■ DO THIS:
Find each line in the listing below that contains the word "stone", and copy those lines.

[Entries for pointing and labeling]

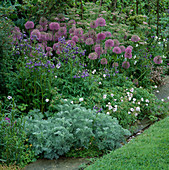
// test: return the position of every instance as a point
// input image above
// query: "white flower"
(46, 100)
(147, 100)
(115, 109)
(138, 109)
(132, 89)
(9, 97)
(112, 95)
(132, 109)
(80, 99)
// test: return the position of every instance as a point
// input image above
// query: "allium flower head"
(71, 22)
(75, 38)
(93, 56)
(103, 61)
(71, 42)
(101, 22)
(54, 26)
(122, 48)
(116, 43)
(98, 50)
(101, 36)
(29, 25)
(109, 43)
(126, 64)
(89, 41)
(39, 27)
(93, 24)
(62, 31)
(157, 60)
(108, 34)
(117, 50)
(36, 33)
(135, 38)
(78, 32)
(43, 21)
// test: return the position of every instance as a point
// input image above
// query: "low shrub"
(73, 127)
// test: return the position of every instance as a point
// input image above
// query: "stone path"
(74, 163)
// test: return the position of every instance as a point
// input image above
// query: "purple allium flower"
(48, 49)
(100, 22)
(101, 36)
(56, 46)
(126, 64)
(98, 50)
(71, 22)
(135, 38)
(117, 50)
(62, 31)
(36, 33)
(103, 61)
(78, 32)
(158, 60)
(122, 48)
(75, 38)
(109, 43)
(93, 56)
(71, 42)
(128, 50)
(54, 26)
(43, 21)
(29, 25)
(93, 24)
(39, 27)
(89, 41)
(108, 34)
(49, 37)
(115, 64)
(135, 81)
(116, 43)
(43, 36)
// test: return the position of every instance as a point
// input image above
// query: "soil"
(73, 163)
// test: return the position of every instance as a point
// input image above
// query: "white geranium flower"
(80, 99)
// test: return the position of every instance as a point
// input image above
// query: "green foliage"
(147, 151)
(73, 127)
(13, 140)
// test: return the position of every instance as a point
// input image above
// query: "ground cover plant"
(148, 151)
(103, 70)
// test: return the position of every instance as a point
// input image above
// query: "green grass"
(149, 151)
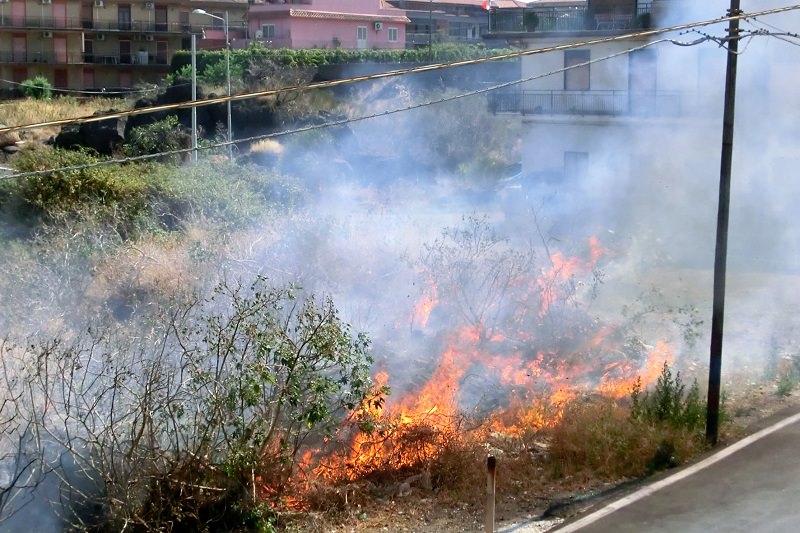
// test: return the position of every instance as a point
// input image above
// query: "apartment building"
(438, 21)
(327, 24)
(600, 106)
(107, 44)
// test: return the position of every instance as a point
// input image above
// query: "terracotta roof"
(329, 15)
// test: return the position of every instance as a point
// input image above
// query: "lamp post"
(430, 25)
(227, 72)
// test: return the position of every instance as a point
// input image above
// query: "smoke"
(383, 191)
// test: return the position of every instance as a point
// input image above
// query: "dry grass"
(31, 111)
(597, 439)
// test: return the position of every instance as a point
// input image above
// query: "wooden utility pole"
(491, 476)
(720, 257)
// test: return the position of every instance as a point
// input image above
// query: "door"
(60, 49)
(162, 52)
(161, 18)
(18, 13)
(88, 51)
(361, 37)
(19, 74)
(577, 78)
(125, 79)
(60, 78)
(60, 13)
(124, 17)
(87, 15)
(642, 82)
(88, 78)
(125, 52)
(19, 46)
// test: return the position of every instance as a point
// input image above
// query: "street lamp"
(227, 72)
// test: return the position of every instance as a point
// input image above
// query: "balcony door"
(124, 17)
(162, 52)
(87, 15)
(642, 82)
(60, 49)
(577, 78)
(125, 52)
(18, 13)
(19, 47)
(361, 37)
(161, 18)
(60, 13)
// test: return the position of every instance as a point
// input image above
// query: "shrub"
(669, 402)
(161, 136)
(39, 88)
(196, 425)
(530, 20)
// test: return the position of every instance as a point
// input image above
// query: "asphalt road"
(751, 486)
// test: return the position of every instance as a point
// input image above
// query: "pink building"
(328, 24)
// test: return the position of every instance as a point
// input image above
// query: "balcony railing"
(593, 103)
(570, 19)
(51, 58)
(134, 26)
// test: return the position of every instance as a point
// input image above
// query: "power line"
(346, 121)
(400, 72)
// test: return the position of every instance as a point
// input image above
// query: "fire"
(532, 383)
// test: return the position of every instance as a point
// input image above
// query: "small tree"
(196, 425)
(39, 88)
(162, 136)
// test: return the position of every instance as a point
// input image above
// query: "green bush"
(530, 20)
(669, 402)
(38, 87)
(162, 136)
(144, 196)
(197, 421)
(256, 53)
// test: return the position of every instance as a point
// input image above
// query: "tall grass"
(32, 111)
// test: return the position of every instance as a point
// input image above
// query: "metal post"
(228, 76)
(430, 24)
(194, 98)
(491, 476)
(720, 257)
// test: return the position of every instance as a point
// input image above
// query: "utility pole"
(723, 210)
(430, 25)
(194, 97)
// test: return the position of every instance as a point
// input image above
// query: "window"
(576, 165)
(124, 17)
(577, 78)
(268, 31)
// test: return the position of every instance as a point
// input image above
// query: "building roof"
(330, 15)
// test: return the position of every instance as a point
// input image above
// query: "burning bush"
(197, 422)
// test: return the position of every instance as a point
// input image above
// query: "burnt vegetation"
(152, 402)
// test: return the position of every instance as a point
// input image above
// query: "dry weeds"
(31, 111)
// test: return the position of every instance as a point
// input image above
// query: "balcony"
(134, 26)
(566, 19)
(662, 104)
(52, 58)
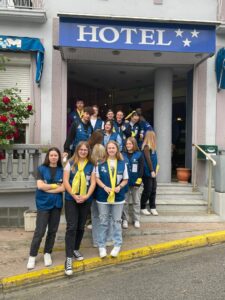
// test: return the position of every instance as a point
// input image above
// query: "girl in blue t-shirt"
(49, 204)
(111, 178)
(79, 181)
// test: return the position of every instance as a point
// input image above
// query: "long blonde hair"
(118, 154)
(98, 154)
(134, 143)
(149, 140)
(75, 158)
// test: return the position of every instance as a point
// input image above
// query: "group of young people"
(105, 164)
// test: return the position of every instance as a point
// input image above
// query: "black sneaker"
(78, 255)
(69, 266)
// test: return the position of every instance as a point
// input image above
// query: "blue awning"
(220, 68)
(25, 44)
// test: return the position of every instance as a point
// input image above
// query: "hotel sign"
(108, 34)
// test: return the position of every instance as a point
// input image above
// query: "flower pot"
(183, 175)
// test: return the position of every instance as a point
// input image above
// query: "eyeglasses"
(83, 150)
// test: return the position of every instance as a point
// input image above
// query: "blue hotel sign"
(108, 34)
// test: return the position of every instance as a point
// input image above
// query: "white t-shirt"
(67, 167)
(93, 122)
(125, 176)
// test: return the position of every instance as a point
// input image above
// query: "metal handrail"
(212, 163)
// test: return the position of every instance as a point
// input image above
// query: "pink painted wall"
(59, 93)
(35, 128)
(199, 116)
(220, 119)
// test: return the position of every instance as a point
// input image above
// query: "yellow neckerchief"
(79, 184)
(111, 197)
(80, 113)
(130, 114)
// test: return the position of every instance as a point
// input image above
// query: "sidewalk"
(15, 243)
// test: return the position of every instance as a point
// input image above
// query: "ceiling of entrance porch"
(118, 75)
(110, 69)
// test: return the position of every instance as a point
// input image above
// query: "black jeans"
(76, 216)
(46, 218)
(149, 192)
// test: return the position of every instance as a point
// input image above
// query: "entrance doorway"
(127, 86)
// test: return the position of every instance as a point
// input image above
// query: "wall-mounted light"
(116, 52)
(198, 55)
(72, 50)
(157, 54)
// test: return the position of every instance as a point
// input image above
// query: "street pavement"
(197, 274)
(15, 243)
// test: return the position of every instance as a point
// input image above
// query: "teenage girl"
(49, 203)
(79, 181)
(111, 178)
(109, 135)
(98, 156)
(135, 164)
(150, 172)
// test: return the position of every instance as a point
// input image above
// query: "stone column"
(163, 89)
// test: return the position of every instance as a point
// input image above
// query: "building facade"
(155, 54)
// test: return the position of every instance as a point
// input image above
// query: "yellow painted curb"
(96, 262)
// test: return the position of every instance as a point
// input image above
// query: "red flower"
(16, 134)
(29, 107)
(9, 136)
(3, 119)
(2, 155)
(5, 99)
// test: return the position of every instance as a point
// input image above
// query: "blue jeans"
(95, 224)
(105, 210)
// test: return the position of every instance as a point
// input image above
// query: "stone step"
(179, 196)
(181, 205)
(182, 217)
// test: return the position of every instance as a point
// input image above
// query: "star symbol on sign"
(195, 33)
(186, 43)
(179, 32)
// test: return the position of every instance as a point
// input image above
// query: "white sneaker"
(115, 251)
(47, 259)
(69, 266)
(145, 212)
(102, 252)
(109, 243)
(125, 224)
(31, 262)
(154, 212)
(137, 224)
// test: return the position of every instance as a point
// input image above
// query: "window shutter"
(16, 76)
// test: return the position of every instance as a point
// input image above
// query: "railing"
(22, 4)
(18, 164)
(211, 163)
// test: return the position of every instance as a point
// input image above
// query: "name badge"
(134, 168)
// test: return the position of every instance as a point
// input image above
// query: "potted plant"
(13, 111)
(183, 175)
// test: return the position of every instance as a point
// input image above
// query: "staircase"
(176, 197)
(176, 202)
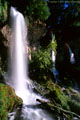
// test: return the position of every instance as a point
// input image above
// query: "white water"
(19, 73)
(54, 70)
(72, 59)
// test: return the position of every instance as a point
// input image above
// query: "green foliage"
(42, 59)
(3, 11)
(38, 9)
(1, 69)
(60, 98)
(41, 64)
(53, 44)
(8, 100)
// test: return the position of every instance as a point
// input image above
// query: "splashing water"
(72, 59)
(19, 74)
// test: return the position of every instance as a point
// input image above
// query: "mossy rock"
(58, 95)
(8, 101)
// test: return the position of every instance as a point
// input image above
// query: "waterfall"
(18, 59)
(19, 72)
(54, 70)
(72, 59)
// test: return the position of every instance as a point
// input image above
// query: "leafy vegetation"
(3, 11)
(39, 7)
(8, 101)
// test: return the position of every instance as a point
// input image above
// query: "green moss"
(58, 95)
(8, 100)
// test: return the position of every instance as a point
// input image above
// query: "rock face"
(8, 101)
(70, 36)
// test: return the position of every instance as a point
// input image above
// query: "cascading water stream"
(19, 73)
(72, 59)
(54, 70)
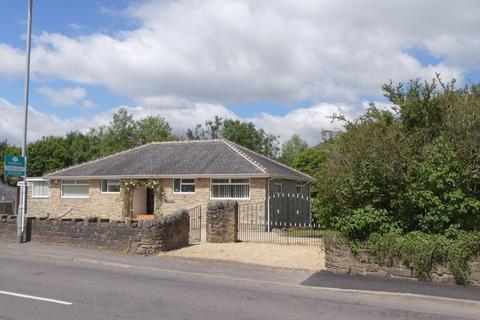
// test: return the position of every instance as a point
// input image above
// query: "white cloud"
(42, 124)
(226, 51)
(12, 60)
(88, 104)
(308, 122)
(63, 97)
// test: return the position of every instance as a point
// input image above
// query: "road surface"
(32, 287)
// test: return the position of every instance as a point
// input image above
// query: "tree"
(7, 149)
(153, 128)
(310, 160)
(46, 155)
(120, 134)
(240, 132)
(291, 148)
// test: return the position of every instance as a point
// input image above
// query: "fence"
(289, 221)
(195, 214)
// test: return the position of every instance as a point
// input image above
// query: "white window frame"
(184, 183)
(277, 183)
(229, 183)
(77, 182)
(109, 182)
(33, 187)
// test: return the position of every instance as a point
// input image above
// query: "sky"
(284, 65)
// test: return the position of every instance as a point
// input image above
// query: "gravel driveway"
(302, 257)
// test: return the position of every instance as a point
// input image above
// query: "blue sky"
(284, 65)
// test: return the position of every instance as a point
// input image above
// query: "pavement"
(56, 282)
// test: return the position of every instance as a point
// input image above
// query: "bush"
(415, 167)
(360, 223)
(421, 252)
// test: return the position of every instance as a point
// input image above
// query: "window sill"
(72, 197)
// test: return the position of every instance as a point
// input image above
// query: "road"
(32, 287)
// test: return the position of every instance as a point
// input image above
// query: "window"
(278, 186)
(230, 189)
(110, 186)
(75, 188)
(299, 187)
(183, 185)
(40, 189)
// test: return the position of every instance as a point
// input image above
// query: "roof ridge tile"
(255, 163)
(274, 161)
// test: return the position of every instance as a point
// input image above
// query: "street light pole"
(23, 188)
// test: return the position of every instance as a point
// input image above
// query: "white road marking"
(34, 298)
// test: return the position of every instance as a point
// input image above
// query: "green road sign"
(14, 166)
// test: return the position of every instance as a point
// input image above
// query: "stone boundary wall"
(130, 236)
(339, 258)
(222, 222)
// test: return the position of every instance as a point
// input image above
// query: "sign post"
(14, 166)
(23, 187)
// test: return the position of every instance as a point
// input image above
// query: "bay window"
(230, 188)
(75, 188)
(40, 189)
(183, 185)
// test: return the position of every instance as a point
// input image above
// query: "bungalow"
(161, 177)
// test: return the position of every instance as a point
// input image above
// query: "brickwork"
(340, 259)
(222, 222)
(130, 236)
(105, 205)
(100, 205)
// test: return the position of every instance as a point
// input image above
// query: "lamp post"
(23, 187)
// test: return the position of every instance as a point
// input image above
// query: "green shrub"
(421, 252)
(360, 223)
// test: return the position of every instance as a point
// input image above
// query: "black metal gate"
(279, 219)
(195, 214)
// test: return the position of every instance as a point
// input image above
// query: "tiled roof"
(184, 158)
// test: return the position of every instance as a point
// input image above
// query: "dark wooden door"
(150, 201)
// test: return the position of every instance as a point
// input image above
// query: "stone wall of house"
(174, 201)
(105, 205)
(222, 222)
(340, 259)
(130, 236)
(98, 204)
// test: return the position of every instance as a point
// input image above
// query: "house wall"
(98, 204)
(176, 201)
(140, 200)
(105, 205)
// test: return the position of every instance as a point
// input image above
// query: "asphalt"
(102, 285)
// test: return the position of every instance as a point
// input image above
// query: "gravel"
(311, 258)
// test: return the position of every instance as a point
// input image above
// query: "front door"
(150, 201)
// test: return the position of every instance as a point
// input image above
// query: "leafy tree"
(153, 128)
(291, 148)
(8, 149)
(242, 133)
(413, 168)
(120, 134)
(46, 155)
(310, 160)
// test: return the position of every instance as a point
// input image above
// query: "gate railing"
(289, 221)
(195, 214)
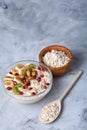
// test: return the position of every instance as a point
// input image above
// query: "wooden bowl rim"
(55, 68)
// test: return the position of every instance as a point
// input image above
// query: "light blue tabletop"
(27, 26)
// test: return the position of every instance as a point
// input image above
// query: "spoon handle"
(77, 76)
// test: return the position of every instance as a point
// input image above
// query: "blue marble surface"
(27, 26)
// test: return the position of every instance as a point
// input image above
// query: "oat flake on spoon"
(51, 111)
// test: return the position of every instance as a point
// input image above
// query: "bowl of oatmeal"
(57, 58)
(27, 81)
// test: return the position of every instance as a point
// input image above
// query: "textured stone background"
(26, 26)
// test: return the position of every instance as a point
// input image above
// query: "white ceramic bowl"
(28, 99)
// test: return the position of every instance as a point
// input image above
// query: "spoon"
(52, 110)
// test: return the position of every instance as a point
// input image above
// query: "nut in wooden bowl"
(61, 59)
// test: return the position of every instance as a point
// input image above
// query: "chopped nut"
(31, 77)
(21, 76)
(28, 73)
(34, 73)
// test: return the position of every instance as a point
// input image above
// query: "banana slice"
(19, 66)
(10, 75)
(8, 83)
(8, 78)
(14, 70)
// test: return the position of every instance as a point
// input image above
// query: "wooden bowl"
(59, 71)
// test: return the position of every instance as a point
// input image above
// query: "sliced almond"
(21, 76)
(34, 73)
(31, 77)
(8, 82)
(28, 73)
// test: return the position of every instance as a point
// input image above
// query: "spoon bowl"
(54, 109)
(51, 111)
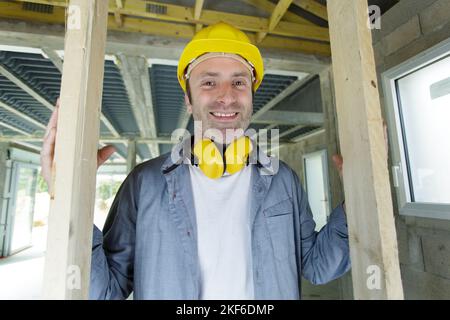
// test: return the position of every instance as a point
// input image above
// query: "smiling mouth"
(224, 115)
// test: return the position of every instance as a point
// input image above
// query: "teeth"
(220, 114)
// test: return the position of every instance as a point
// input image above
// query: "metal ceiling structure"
(142, 100)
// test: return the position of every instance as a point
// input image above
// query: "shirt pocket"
(280, 222)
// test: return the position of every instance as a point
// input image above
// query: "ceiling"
(30, 77)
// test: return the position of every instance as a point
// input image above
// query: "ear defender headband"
(210, 161)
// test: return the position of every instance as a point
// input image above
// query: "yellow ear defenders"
(214, 165)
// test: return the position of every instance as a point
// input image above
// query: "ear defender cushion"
(210, 159)
(236, 154)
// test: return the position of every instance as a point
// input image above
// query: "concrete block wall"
(407, 29)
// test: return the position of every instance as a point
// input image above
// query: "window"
(417, 93)
(316, 182)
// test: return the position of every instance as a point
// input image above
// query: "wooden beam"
(68, 256)
(117, 15)
(291, 118)
(278, 13)
(54, 58)
(106, 139)
(197, 13)
(185, 15)
(313, 7)
(268, 6)
(372, 235)
(131, 155)
(136, 77)
(12, 10)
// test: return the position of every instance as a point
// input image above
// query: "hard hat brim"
(197, 48)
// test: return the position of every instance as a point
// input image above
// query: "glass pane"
(24, 205)
(316, 188)
(424, 99)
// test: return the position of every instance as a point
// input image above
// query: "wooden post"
(131, 155)
(68, 257)
(373, 242)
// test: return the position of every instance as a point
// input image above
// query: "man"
(181, 231)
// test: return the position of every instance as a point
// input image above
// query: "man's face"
(221, 92)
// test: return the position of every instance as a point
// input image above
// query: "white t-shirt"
(222, 209)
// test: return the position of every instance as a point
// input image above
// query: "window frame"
(396, 135)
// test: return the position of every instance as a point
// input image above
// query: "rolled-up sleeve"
(325, 255)
(113, 250)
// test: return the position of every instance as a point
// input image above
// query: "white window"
(417, 93)
(316, 183)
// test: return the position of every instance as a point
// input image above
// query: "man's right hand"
(48, 148)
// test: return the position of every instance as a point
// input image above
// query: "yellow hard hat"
(221, 37)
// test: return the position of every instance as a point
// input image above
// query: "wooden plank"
(68, 256)
(197, 13)
(291, 118)
(117, 15)
(172, 31)
(313, 7)
(278, 13)
(185, 15)
(373, 242)
(268, 6)
(131, 155)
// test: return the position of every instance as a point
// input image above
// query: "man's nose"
(226, 95)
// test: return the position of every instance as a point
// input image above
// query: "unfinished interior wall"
(407, 29)
(293, 156)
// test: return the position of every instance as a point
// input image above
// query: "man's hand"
(48, 148)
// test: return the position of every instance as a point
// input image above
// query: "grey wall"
(293, 155)
(407, 29)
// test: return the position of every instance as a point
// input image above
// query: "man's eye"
(239, 83)
(208, 83)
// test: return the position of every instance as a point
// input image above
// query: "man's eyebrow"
(209, 74)
(241, 74)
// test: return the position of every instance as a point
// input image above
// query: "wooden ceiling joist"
(180, 22)
(313, 7)
(277, 13)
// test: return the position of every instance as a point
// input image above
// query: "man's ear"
(188, 103)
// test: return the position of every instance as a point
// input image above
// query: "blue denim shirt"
(149, 242)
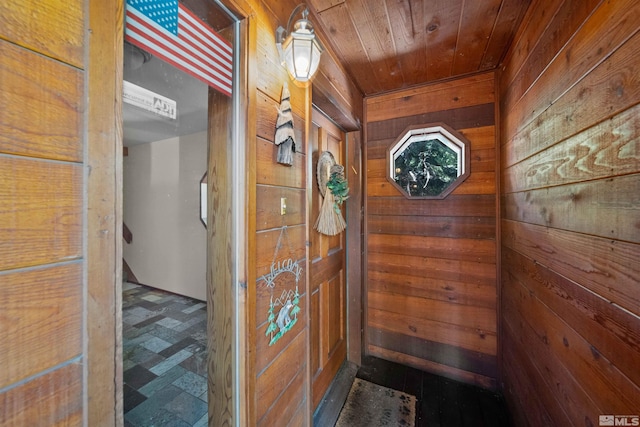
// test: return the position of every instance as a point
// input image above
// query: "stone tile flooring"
(164, 358)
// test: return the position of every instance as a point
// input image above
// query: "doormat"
(371, 405)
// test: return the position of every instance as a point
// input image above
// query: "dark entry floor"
(164, 340)
(441, 402)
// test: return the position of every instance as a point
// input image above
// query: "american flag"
(171, 32)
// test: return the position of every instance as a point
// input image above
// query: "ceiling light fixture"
(299, 49)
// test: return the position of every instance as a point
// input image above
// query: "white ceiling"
(141, 126)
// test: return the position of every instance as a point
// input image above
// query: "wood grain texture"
(36, 228)
(39, 310)
(581, 207)
(557, 63)
(269, 172)
(432, 265)
(281, 375)
(609, 148)
(41, 105)
(103, 151)
(461, 93)
(569, 238)
(609, 89)
(355, 247)
(221, 285)
(430, 366)
(605, 266)
(387, 46)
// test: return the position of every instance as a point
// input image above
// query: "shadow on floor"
(441, 402)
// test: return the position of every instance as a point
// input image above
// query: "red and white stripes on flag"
(196, 48)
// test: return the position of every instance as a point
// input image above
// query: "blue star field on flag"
(162, 12)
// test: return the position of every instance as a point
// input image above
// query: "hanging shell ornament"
(285, 137)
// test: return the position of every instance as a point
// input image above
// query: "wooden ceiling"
(393, 44)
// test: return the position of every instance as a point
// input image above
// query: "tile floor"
(164, 358)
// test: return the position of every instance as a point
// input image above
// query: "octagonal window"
(428, 162)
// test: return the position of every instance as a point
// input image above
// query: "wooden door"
(327, 271)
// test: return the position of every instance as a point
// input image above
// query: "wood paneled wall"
(431, 264)
(570, 144)
(59, 153)
(276, 379)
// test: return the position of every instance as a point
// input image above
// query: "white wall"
(161, 208)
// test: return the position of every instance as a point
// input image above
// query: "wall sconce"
(299, 49)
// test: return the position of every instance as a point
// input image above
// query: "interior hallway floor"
(164, 358)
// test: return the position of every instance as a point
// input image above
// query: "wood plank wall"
(570, 144)
(431, 264)
(58, 289)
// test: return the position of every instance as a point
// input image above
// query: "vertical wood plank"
(103, 156)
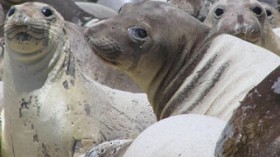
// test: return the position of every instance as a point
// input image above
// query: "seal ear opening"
(11, 11)
(257, 10)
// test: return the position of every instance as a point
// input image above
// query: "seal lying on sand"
(187, 70)
(253, 130)
(246, 20)
(67, 8)
(50, 107)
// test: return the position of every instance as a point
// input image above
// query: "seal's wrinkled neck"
(176, 69)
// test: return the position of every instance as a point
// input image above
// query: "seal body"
(190, 70)
(50, 107)
(246, 20)
(182, 135)
(253, 130)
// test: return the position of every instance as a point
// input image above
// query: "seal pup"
(246, 20)
(197, 8)
(272, 14)
(67, 8)
(50, 107)
(253, 130)
(190, 70)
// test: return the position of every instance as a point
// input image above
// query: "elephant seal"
(253, 130)
(246, 20)
(190, 70)
(99, 11)
(187, 135)
(51, 108)
(67, 8)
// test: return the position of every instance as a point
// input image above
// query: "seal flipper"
(113, 148)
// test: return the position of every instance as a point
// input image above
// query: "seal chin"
(106, 50)
(25, 43)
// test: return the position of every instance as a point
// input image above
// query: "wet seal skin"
(253, 130)
(51, 106)
(196, 8)
(189, 69)
(247, 20)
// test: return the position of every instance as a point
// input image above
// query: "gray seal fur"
(190, 70)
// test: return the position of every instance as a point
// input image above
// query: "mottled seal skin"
(187, 135)
(246, 20)
(196, 8)
(51, 108)
(190, 70)
(272, 14)
(253, 130)
(67, 8)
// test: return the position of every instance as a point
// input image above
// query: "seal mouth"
(25, 39)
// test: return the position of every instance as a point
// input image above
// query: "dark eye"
(120, 10)
(257, 10)
(47, 12)
(268, 13)
(11, 11)
(137, 34)
(140, 32)
(219, 12)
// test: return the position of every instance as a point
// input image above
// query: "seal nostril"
(11, 11)
(268, 13)
(257, 10)
(47, 12)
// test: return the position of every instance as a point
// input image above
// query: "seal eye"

■ FINISHED ANSWER:
// query: "stone path"
// query: "stone column"
// query: "stone step"
// query: "stone boundary wall"
// query: "stone wall of house"
// query: "textured stone background"
// query: "stone tile flooring"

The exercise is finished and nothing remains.